▶ [Try it]
How many lines in the records below include "flag"? Answer with the number only.

▶ [Entries taken from a collection]
□ □ □ □ □ □ □

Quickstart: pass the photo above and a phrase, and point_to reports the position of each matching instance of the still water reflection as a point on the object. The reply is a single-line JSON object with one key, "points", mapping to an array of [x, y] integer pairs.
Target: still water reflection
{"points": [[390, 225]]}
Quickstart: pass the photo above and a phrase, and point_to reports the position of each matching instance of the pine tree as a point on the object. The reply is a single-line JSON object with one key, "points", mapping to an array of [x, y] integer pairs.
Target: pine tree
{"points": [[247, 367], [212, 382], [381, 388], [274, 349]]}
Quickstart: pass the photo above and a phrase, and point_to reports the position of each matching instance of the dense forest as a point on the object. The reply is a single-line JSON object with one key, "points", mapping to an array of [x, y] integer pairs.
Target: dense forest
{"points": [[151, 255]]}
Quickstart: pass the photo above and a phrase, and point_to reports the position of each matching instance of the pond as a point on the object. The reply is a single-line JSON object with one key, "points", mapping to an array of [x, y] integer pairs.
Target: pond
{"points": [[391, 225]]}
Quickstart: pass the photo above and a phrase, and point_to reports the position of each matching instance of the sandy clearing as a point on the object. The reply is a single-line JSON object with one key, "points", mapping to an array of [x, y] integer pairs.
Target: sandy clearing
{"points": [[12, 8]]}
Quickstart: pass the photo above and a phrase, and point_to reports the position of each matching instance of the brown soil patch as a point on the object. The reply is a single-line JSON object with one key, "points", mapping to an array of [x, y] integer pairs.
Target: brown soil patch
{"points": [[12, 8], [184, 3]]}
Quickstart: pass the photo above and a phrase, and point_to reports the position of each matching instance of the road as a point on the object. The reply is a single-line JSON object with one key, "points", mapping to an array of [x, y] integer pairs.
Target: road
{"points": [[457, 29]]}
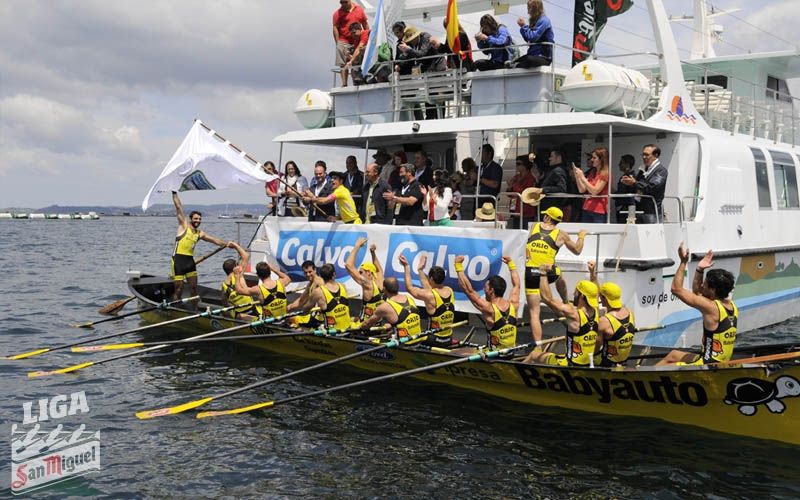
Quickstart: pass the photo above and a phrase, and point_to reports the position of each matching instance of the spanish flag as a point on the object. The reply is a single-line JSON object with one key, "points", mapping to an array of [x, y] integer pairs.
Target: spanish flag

□ □ □ □ □ □ □

▶ [Solved exercise]
2